(EXCERPTED TEXT)
‘We left under almost a full moon, crystal clear, the stars were just all over the place,’ said Kenton Cool.
16 May 2022
British mountaineer Kenton Cool said he has “a few more Everests left” after reaching the summit for a record-breaking 16th time at the weekend, the most climbs by any non-Sherpa.
Mr Cool, 48, reached the summit overnight on Saturday alongside a British fitness entrepreneur who was completing the feat for her first time.
He told the PA news agency that there was “a feeling of euphoria in base camp” afterwards, adding that they had the “perfect” day to the summit.
“It’s arguably one of the best days I’ve had,” he said.
“We left under almost a full moon, crystal clear, the stars were just all over the place.
“We hardly needed headtorches, it was comparatively warm, we weren’t wearing mittens, which we would normally do.
“There weren’t that many people. So you hear about all the crowds, and we had none of that, we had the perfect day to the summit.”
In his previous 15 trips up Everest, Mr Cool has been a guide to other well-known mountaineers, including Sir Ranulph Fiennes and broadcaster Ben Fogle.
Fogle described Mr Cool, who lives in Gloucestershire with his wife and two children, as “one of the all-time greats”, adding: “To climb Everest once was a trial – to climb it 16 times is heroic.”
The British guide said that the most important thing he has learned is “to be humble”.
“The Sherpa team we work with, they are the guys that make it possible,” he said.
“The humility that those guys have is unbelievable, and I try to bring a little bit of that home with me after every expedition.
“We do need to respect nature and the power that she has. Because if Mount Everest wants to, she will extinguish life in a click of a finger.

(SUPPLIED INFORMATION)

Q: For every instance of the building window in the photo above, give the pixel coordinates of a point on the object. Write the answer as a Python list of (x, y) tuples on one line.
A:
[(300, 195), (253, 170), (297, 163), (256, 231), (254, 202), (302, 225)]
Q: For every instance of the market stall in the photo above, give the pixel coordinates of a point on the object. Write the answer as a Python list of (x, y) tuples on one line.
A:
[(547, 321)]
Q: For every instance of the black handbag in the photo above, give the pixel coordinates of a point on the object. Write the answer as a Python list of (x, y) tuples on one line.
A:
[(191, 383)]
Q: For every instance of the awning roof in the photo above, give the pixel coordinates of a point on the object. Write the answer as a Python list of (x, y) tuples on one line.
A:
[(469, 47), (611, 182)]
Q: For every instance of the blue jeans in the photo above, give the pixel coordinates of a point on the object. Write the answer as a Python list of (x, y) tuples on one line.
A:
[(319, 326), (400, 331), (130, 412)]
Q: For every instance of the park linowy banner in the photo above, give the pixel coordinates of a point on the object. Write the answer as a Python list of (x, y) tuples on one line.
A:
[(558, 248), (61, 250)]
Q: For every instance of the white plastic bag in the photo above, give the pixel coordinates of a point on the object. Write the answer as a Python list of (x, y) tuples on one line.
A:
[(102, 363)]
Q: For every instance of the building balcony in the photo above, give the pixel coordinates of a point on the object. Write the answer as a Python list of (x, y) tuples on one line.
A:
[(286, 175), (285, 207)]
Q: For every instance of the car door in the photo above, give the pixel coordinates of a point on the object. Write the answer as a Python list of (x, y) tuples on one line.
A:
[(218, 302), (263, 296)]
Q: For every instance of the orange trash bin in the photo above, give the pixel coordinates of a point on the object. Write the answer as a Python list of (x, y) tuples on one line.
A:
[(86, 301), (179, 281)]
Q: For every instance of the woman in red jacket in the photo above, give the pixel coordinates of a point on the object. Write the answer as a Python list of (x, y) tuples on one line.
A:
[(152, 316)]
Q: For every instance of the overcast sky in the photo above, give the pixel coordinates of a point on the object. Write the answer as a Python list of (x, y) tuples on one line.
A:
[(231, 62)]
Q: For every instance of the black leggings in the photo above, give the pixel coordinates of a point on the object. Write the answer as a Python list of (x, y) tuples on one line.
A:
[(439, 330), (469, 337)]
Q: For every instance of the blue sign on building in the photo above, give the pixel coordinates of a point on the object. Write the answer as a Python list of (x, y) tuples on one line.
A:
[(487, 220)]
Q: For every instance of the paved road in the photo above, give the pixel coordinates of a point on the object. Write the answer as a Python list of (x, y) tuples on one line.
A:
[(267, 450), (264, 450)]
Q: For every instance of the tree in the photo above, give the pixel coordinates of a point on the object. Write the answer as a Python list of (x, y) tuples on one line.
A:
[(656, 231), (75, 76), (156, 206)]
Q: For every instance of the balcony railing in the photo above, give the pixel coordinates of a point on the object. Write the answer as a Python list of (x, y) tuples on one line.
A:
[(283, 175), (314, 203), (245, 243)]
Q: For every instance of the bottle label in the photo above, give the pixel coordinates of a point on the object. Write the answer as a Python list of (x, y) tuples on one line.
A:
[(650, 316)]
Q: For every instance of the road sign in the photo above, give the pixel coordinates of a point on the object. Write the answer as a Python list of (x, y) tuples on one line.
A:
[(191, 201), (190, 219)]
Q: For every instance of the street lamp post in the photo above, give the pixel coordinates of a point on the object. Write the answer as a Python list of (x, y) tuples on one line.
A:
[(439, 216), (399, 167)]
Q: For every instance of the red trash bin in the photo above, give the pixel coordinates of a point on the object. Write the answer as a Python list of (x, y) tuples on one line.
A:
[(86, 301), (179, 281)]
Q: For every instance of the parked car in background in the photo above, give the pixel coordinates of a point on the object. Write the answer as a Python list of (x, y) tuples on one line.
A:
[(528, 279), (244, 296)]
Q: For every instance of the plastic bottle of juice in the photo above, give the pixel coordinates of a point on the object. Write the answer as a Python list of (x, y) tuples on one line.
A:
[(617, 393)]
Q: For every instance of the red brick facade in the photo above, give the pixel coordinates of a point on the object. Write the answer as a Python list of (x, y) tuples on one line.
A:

(EXERCISE SET)
- A) In the Everest article, where does Kenton Cool live?
- B) Does each statement below agree with the Everest article? Answer yes or no for each, and quote the words of the article that decide it.
(i) Cool's 16th summit is the most by any climber who is not a Sherpa.
(ii) On the way to the summit, the climbers wore mittens as usual.
(iii) Cool reached the summit together with a British fitness entrepreneur.

(TASK RESPONSES)
- A) In Gloucestershire, with his wife and two children.

- B)
(i) Yes: "the most climbs by any non-Sherpa"
(ii) No: "we weren’t wearing mittens, which we would normally do"
(iii) Yes: "alongside a British fitness entrepreneur who was completing the feat for her first time"